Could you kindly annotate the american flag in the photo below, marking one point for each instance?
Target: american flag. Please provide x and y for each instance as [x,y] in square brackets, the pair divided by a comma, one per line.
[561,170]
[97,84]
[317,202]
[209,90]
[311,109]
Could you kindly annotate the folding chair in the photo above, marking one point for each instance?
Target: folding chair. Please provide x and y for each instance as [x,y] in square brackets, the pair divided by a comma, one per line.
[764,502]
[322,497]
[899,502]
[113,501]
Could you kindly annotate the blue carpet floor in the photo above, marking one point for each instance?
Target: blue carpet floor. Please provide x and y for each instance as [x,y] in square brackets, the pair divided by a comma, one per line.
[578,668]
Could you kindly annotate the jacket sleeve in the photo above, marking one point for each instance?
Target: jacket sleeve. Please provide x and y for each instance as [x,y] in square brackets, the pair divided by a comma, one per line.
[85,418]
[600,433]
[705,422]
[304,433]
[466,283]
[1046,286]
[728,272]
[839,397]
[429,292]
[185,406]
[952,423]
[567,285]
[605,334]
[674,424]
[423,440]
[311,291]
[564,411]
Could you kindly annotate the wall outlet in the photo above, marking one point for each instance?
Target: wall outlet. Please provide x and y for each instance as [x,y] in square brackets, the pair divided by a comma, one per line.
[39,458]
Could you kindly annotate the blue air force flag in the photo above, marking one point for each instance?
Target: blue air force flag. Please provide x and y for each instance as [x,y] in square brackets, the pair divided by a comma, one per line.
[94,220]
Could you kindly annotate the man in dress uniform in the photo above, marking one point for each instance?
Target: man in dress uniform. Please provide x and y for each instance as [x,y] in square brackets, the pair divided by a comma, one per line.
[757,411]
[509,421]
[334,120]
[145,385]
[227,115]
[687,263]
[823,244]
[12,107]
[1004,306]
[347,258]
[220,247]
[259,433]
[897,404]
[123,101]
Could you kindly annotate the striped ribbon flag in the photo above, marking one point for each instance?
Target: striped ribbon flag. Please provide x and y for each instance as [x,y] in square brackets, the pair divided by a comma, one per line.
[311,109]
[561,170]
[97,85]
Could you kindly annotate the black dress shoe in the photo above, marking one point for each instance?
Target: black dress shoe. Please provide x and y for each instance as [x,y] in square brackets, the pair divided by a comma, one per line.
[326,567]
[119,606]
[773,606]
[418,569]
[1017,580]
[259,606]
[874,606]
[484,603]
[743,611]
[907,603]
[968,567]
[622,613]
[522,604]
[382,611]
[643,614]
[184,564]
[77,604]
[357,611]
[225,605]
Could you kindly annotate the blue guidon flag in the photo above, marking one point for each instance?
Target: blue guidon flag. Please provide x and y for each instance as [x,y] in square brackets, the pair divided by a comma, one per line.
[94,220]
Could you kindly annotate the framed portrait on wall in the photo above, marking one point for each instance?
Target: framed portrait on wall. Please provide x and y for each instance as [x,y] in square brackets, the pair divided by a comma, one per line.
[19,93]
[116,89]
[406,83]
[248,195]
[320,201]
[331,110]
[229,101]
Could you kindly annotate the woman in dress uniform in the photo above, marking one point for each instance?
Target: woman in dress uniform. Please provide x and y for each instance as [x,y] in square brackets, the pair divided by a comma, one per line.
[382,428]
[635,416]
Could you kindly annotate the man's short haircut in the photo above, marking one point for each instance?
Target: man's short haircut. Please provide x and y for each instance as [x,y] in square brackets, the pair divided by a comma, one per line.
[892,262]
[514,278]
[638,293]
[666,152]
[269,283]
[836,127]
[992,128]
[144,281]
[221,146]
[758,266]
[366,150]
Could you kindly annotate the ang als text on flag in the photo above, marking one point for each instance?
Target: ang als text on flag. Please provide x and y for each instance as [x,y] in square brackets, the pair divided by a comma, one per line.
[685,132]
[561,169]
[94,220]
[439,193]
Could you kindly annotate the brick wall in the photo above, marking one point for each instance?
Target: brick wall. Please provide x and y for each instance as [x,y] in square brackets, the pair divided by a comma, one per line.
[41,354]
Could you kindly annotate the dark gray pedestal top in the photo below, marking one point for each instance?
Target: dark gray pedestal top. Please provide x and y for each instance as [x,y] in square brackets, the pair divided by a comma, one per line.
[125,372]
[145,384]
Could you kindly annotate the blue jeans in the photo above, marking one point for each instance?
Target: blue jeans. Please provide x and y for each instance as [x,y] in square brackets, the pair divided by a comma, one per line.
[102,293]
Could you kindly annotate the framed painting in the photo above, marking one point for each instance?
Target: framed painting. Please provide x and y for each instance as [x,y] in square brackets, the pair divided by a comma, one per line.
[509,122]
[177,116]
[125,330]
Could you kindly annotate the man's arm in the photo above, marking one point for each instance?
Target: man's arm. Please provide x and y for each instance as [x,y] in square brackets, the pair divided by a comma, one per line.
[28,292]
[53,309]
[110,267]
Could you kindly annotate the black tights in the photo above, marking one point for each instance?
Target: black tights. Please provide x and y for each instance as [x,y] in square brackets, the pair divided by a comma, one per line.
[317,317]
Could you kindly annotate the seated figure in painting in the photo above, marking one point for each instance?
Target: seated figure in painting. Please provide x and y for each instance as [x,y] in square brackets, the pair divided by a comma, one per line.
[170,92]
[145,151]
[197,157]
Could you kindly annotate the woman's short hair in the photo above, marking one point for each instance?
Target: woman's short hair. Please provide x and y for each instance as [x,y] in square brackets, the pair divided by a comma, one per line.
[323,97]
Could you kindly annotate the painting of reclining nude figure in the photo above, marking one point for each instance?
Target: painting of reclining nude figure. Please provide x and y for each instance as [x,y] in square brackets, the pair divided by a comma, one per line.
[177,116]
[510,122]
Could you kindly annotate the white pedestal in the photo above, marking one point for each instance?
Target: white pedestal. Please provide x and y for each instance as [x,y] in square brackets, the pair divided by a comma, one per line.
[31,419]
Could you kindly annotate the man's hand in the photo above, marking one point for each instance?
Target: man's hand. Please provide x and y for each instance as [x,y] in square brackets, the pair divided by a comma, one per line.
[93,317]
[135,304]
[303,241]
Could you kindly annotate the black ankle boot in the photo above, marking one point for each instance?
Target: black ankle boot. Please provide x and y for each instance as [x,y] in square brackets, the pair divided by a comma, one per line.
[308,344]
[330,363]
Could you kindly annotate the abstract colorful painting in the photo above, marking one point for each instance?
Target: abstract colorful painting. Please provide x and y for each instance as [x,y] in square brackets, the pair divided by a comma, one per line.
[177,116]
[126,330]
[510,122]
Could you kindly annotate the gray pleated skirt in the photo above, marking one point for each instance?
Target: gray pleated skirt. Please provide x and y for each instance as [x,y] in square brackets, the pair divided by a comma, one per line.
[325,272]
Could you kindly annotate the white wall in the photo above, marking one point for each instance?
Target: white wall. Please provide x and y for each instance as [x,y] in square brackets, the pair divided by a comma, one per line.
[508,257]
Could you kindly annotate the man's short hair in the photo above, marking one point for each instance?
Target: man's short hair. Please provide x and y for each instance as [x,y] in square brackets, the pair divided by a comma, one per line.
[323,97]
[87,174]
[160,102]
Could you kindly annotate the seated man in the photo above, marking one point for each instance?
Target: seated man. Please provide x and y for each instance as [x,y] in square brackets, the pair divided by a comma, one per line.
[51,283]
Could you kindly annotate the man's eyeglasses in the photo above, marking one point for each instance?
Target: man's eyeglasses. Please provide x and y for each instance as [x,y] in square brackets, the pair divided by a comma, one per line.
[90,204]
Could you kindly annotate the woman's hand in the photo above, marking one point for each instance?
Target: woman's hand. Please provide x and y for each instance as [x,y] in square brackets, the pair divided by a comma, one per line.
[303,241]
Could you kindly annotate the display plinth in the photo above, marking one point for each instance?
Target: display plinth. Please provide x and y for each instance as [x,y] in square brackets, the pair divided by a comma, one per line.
--------------------------------------------------
What is expected — Starting at the line that contains "Could you kindly annotate the man's eyeglasses" and ending at the last line of the data, output each line as a numbered list, skipping any blank lines.

Final result —
1. Could you kindly annotate the man's eyeglasses in the photo above, marking one point for each instance?
2. Target: man's eyeglasses. Please provide x and y for each instance as [x,y] in square brackets, the pair divided by a comma, one per line.
3. [90,204]
4. Could you kindly annotate the woman's hand in the photo above, marking one point for each instance?
5. Target: woman's hand. Please provide x and y for each instance as [x,y] in square brackets, the pair divided by a comma, one per line.
6. [303,241]
7. Could you kindly annotate the display plinth in the photo above, marking one point for each instance?
8. Target: display plinth. Please provide x and y for each instance as [x,y] in square brackets, the pair divided by a comma, one per line.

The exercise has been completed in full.